* Task objective: Continue the private equity article from the point where it stops.

Private equity buyers are paying high prices for insurance brokers and agents, but not everyone understands what the broad term "private equity" means.

The sole purpose in life for a private equity firm is to invest capital, own a business and make a financial return on that investment, according to John Kraska, managing director for Hales & Company in New York.

Mr. Kraska explained the workings of different types of private equity firms when he participated on a panel at the midyear educational conference of the Kansas City, Mo-based National Association of Professional Surplus Lines Offices, Ltd. last month, along with two other PE players--Gerard Vecchio, a managing director with Century Capital Management in Boston, and Matthew Kelty, a principal for Allied Capital Corp. in Washington.

Mr. Kraska noted, for example, that at Mr. Vecchio's firm, a "traditional private equity fund" raises capital from a pool of investors. Mr. Vecchio has "a certain time frame in which he has to invest that capital and return that capital back to shareholders," Mr. Kraska explained.

Phrase grounding data:
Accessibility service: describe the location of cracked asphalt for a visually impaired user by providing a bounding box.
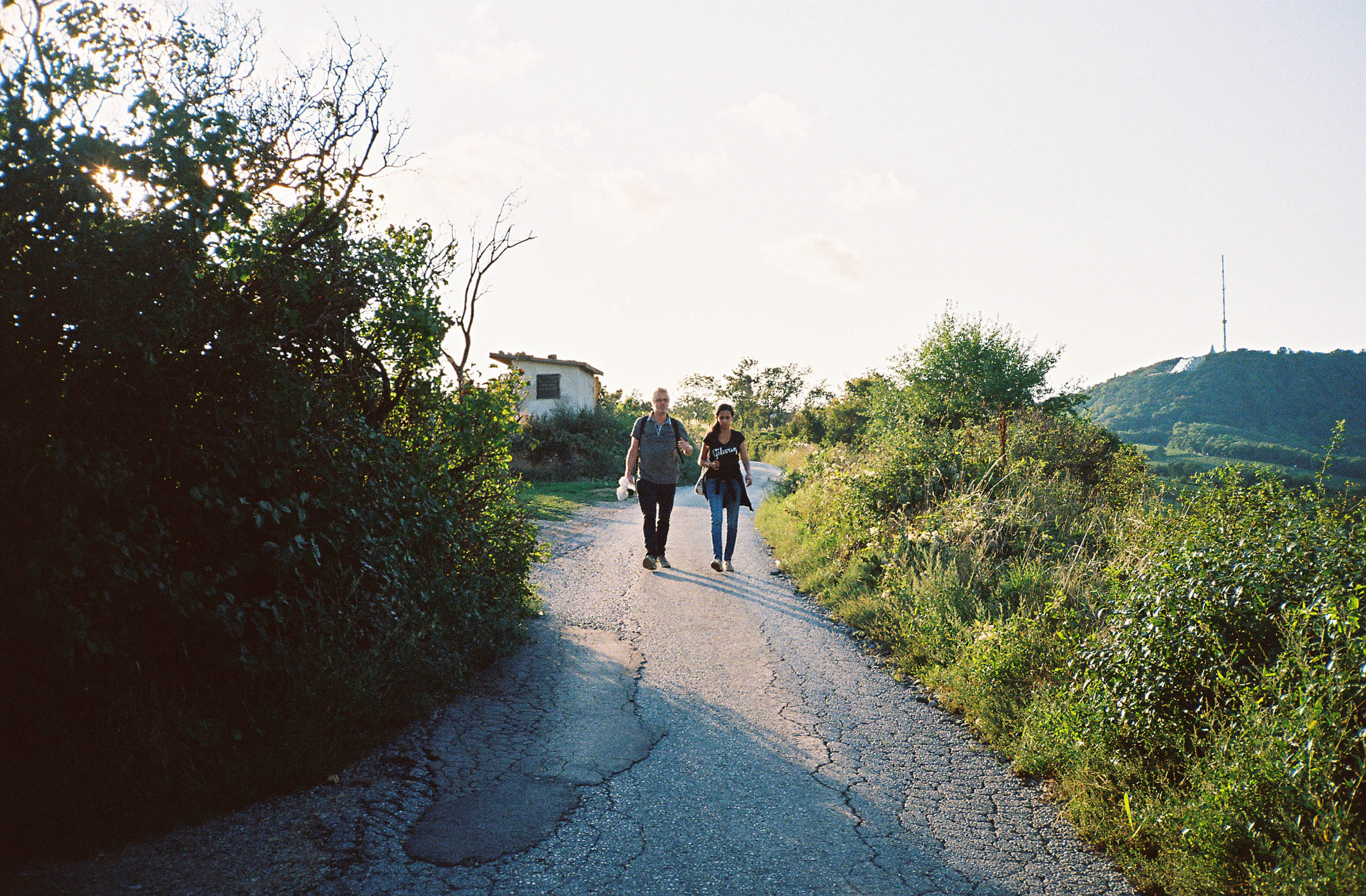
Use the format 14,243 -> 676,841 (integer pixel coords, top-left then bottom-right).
0,464 -> 1134,896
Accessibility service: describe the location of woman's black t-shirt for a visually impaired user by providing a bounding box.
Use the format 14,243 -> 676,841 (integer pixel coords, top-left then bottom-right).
702,429 -> 745,480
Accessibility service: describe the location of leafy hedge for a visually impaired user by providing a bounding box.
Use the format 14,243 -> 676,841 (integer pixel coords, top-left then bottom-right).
0,3 -> 534,854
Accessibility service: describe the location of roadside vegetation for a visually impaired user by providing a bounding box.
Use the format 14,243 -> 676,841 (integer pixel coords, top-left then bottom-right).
517,480 -> 616,520
0,0 -> 535,859
757,309 -> 1366,895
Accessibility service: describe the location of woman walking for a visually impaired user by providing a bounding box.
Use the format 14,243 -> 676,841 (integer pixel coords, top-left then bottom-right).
697,402 -> 754,573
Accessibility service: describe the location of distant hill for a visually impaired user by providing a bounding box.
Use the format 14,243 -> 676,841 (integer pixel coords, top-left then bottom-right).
1086,348 -> 1366,475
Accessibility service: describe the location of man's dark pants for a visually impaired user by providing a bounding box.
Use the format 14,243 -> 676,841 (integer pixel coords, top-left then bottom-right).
635,480 -> 677,557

* Answer to this exercise:
In contrast, Mr. Kelty's firm is publicly traded, so he has permanent capital--meaning there's no time limit for giving capital back, Mr. Kraska said.

There are other structures, as well, "but the distinguishing feature of private equity is that these are firms that want to invest in a business, own it for a period of time, and then sell it--make a return," he said.

Offering another perspective on how such outfits operate, Denise Marks, chief financial officer and partner at Boston-based SV Life Sciences, a PE firm committed to the life sciences industry, drew parallels between PE funds and mutual funds for insurance underwriters attending the Professional Liability Underwriting Society D&O Symposium early last month.

"We generally raise a pool of money from an investor group that we then use to invest in equity and debt investments in portfolio companies," she said. "Not unlike a mutual fund--where you write a check to Fidelity or Vanguard, and you charge a professional fund manager with investing those funds on your behalf, hopefully generating positive returns--that is how our firm and our funds are structured."

Each fund "is a separate pool of assets with a separate set of investors," she noted--adding, however, that unlike mutual funds, they are not liquid in the near term.

She went on to explain that the funds managed by her firm are typically structured as limited partnerships. "Our investors are the limited partners, and my fund and my partners act as members of the general partnership entity [that] guides...decisions for how funds are invested."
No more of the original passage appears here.